§ Что сделать:
1. Перепишите без изменений часть отрывка о Бианки: всё начиная с «Что же мне с/делать» и вплоть до «я, пожалуй, льдом.».
2. Ответьте по отрывку о Бианки на вопросы:
(а) На какое отделение какого факультета и какого университета поступил сын?
(б) Куда, согласно записи Бианки, забиваются рыбы на зиму?
(в) Что в отрывке названо задачей на сегодня?
3. Допишите отрывок о Бианки дальше, начав сразу после его последней фразы.

Отец, знаменитый орнитолог, тот самый, за которым малыш топотал по большеоконным пустоватым залам Музея, футбола не одобрил — хотел видеть в сыне реплику себя, естественно. Сын покорно поступил на естественное отделение физико-математического факультета Петроградского университета, но так никогда и не закончил, потому что всё закончилось само.

4. Нежаркая кровь?

Недоучка, недопоэт, недоучёный. «Люди, затронутые огнём, впечатлительны, слабы». Затронутые огнём, замечает ничего не желающий не замечать Шварц, и оставленные на морозе.

Что же мне с/делать сейчас? Замереть?

Присмиреть? Подо льдом — притвориться льдом? Принять форму наступающей зимы? Замёрзнуть, как замерзает сон: бело-розовой ночью течёт река Фонтанка, как томатный сок из разбитой банки в лужу, а на самом деле это у тебя руки в крови. И я, до этого самого момента бывшая с тобой в жеманных отношениях расстояния и почти-тель-ной возвышенности, наклоняюсь, чтобы вылизать эти кровавые идиотские разбитые огромные пальцы. Преодолевая пьяное удивление, ты наставительно мне говоришь: «Всё это не повод, чтобы переходить на ТЫ».

Да, притворюсь-ка я, пожалуй, льдом.

Бианки сам пишет между тем волшебные (то есть хорошие и сильные и полезные) слова о превращении в лёд. Не поэзию, но дневник натуралиста, он слюнявит плюгавый карандаш и записывает. Наступление холодов осени изображает то ли как пытку, то ли как акт любви, какая разница: «ветры-листодёры срывают с леса последние отрепья. Покончив с первым своим делом — раздеванием леса, — осень принимается за второе: студит и студит воду. Рыбы забиваются в ямы-ятови — зимовать там, где не замерзает вода. Стынет и на суше нежаркая кровь. Прячутся куда-то насекомые, мыши, пауки, многоножки. Забравшись в сухие ямы, переплетаются, застывают змеи. Забиваются в тину лягушки, прячутся за оставшуюся кору пней ящерки — обмирают там. Семь погод на дворе: сеет, веет, крушит, мутит, ревёт и льёт, и снизу метёт».

Стать застывшей змеёй, прислонившейся к другим застывшим змеям, обмереть — вот моя задача сегодня. Листодёр — это такое время, которое можно пережить, осилить лишь путём метаморфозы: изменив свою природу, сделав её односоставной фону, будь это снег, грязь, ночь.

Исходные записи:
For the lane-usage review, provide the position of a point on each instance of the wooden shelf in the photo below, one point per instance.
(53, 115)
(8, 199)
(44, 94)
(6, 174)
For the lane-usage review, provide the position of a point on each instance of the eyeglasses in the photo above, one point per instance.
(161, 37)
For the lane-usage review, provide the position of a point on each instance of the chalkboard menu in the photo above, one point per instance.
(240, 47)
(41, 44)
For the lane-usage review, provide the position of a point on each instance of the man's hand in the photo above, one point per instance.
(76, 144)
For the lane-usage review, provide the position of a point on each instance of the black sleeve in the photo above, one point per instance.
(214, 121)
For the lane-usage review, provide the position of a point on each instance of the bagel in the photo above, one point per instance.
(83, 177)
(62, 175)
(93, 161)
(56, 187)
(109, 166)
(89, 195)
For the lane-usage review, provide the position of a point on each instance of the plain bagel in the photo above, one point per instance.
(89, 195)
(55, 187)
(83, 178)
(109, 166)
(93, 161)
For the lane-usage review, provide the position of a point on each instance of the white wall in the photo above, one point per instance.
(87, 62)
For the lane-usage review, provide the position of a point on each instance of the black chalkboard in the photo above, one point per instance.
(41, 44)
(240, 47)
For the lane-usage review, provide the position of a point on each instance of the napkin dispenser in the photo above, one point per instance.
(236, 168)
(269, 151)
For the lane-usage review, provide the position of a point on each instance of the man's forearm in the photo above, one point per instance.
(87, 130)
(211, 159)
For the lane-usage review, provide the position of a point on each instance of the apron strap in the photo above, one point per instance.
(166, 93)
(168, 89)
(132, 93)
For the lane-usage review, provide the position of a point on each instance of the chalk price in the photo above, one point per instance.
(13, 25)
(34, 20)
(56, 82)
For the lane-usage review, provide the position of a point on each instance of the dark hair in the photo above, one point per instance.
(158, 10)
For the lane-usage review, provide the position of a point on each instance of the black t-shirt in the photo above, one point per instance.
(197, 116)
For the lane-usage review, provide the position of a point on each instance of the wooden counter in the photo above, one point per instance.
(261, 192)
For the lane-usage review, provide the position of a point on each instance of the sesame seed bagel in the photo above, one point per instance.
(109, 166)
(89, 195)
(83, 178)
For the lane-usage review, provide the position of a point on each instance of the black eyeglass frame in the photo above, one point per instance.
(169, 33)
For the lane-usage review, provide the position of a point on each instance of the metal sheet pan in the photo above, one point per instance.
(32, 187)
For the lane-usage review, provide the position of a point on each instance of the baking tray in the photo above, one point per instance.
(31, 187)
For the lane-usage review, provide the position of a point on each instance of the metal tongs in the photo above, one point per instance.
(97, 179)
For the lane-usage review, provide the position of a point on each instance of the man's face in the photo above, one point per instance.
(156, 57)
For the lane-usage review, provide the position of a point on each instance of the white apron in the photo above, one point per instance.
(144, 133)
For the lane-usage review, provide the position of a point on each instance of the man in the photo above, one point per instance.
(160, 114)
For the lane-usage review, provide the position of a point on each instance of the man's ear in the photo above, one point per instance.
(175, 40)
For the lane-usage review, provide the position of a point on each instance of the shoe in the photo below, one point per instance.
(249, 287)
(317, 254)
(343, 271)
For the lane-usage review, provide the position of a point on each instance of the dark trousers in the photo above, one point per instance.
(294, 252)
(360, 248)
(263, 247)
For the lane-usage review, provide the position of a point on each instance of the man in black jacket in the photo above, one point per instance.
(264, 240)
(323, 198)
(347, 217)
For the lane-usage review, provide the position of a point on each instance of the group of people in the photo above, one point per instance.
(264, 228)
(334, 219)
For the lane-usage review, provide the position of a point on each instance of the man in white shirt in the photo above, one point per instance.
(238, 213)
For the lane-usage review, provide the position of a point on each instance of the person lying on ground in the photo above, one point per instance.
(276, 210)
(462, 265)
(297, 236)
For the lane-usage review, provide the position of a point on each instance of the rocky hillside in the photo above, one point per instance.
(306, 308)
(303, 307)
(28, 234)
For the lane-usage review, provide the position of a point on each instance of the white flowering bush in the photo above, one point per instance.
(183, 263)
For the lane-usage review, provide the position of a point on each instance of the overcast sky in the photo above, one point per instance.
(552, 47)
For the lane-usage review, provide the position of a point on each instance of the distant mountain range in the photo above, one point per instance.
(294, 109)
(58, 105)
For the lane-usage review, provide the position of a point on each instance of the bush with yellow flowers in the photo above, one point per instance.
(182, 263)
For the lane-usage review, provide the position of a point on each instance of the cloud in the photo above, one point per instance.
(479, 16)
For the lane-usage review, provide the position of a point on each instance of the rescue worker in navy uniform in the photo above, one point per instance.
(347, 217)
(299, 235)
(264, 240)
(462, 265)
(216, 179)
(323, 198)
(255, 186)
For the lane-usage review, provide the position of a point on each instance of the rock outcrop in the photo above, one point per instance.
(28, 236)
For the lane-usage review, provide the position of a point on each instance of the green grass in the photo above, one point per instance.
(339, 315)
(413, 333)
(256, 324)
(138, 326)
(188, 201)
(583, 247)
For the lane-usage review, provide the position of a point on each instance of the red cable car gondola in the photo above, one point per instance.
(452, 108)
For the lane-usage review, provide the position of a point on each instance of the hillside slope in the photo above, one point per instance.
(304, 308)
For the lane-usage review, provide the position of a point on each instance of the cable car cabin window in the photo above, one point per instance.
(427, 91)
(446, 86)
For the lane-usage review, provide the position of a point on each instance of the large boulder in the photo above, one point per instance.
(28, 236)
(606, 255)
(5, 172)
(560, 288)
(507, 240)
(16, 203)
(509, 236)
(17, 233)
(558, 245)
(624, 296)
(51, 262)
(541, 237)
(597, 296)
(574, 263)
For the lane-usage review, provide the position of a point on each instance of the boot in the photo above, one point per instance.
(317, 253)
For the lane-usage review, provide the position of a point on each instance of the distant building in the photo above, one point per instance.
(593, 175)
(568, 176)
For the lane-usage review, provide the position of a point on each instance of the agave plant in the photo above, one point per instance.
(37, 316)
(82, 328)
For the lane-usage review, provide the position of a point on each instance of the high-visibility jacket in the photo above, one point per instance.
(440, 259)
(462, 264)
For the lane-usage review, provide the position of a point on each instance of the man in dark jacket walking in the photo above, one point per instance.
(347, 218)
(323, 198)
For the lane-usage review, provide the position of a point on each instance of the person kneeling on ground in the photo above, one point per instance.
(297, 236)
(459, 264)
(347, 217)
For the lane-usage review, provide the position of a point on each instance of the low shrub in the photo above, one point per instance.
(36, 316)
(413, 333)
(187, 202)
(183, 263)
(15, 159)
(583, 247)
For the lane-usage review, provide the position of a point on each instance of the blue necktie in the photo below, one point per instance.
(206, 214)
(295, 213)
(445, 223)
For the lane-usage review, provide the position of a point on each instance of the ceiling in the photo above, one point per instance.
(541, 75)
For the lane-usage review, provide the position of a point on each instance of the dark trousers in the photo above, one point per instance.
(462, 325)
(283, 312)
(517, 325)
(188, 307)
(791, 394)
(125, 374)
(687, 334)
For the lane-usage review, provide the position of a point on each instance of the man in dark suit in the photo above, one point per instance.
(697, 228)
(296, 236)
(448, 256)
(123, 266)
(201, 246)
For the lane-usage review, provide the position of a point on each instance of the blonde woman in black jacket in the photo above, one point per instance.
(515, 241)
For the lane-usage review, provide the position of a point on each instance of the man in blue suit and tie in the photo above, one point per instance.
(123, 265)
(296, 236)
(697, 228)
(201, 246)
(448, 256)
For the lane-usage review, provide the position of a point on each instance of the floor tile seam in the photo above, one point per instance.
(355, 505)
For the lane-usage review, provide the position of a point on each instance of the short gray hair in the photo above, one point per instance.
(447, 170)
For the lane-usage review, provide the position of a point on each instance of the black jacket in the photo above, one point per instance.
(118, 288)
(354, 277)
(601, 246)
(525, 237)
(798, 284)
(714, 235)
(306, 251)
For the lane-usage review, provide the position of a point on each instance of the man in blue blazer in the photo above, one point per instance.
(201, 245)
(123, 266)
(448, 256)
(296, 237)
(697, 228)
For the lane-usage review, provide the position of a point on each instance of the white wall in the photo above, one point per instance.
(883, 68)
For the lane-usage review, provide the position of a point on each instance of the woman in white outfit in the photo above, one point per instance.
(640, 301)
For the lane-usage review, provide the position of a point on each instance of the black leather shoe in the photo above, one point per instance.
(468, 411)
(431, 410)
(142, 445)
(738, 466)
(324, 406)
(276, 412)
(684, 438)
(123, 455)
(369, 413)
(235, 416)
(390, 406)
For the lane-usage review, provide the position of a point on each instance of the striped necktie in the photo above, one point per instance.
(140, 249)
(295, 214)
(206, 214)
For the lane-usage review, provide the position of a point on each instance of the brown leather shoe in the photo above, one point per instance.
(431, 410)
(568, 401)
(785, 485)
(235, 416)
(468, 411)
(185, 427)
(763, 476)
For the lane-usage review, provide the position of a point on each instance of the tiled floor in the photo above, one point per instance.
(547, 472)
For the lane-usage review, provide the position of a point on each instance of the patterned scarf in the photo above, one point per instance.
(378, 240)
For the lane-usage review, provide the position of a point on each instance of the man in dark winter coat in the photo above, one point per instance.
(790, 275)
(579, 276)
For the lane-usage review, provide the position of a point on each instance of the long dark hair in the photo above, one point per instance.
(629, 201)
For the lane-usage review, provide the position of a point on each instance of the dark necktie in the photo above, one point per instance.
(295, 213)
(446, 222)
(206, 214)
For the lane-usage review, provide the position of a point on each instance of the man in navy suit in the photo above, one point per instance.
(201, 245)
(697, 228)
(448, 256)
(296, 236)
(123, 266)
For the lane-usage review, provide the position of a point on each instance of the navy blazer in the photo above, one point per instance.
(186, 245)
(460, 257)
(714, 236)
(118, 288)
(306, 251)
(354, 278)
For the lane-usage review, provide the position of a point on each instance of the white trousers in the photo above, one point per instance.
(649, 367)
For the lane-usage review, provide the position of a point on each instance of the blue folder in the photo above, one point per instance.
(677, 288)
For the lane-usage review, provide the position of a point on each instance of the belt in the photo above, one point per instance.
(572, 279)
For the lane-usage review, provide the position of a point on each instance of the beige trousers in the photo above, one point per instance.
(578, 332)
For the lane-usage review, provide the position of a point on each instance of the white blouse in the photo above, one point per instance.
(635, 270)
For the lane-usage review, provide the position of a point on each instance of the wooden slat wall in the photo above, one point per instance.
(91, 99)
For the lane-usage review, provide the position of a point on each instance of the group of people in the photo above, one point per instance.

§ Ответы:
1.
Что же мне с/делать сейчас? Замереть?

Присмиреть? Подо льдом — притвориться льдом? Принять форму наступающей зимы? Замёрзнуть, как замерзает сон: бело-розовой ночью течёт река Фонтанка, как томатный сок из разбитой банки в лужу, а на самом деле это у тебя руки в крови. И я, до этого самого момента бывшая с тобой в жеманных отношениях расстояния и почти-тель-ной возвышенности, наклоняюсь, чтобы вылизать эти кровавые идиотские разбитые огромные пальцы. Преодолевая пьяное удивление, ты наставительно мне говоришь: «Всё это не повод, чтобы переходить на ТЫ».

Да, притворюсь-ка я, пожалуй, льдом.

2.
(а) На естественное отделение физико-математического факультета Петроградского университета.
(б) В ямы-ятови, где не замерзает вода.
(в) Стать застывшей змеёй, прислонившейся к другим застывшим змеям, обмереть.

3.
5. Отнорочек и НЕКТО

Как различить белое на белом? Бианки надеялся, что он-то различит, а его-то не различат. Вот нам, пожалуйста, самая страшная из его сказок.

Лис и Мышонок

Мышонок, Мышонок, отчего у тебя нос грязный?
Землю копал.
Для чего землю копал?
Норку делал.
Для чего норку делал?
От тебя, Лис, прятаться.
Мышонок, Мышонок, я тебя подстерегу!
А у меня в норке спаленка.
Кушать захочешь — вылезешь!
А у меня в норке кладовочка.
Мышонок, Мышонок, а ведь я твою норку разрою.
А я от тебя в отнорочек — и был таков!

Бианки арестовывался органами советской тайной полиции, возможно, более, чем большинство его коллег по профессии, — 5 (пять) раз. 5 (пять) раз подряд повторить: ужасное ожидание неизбежного, ужасное облегчение наступления ужаса самого события, унижение, безнадежность, надежда, отчаяние, недели и месяцы бесчувствия, чудо.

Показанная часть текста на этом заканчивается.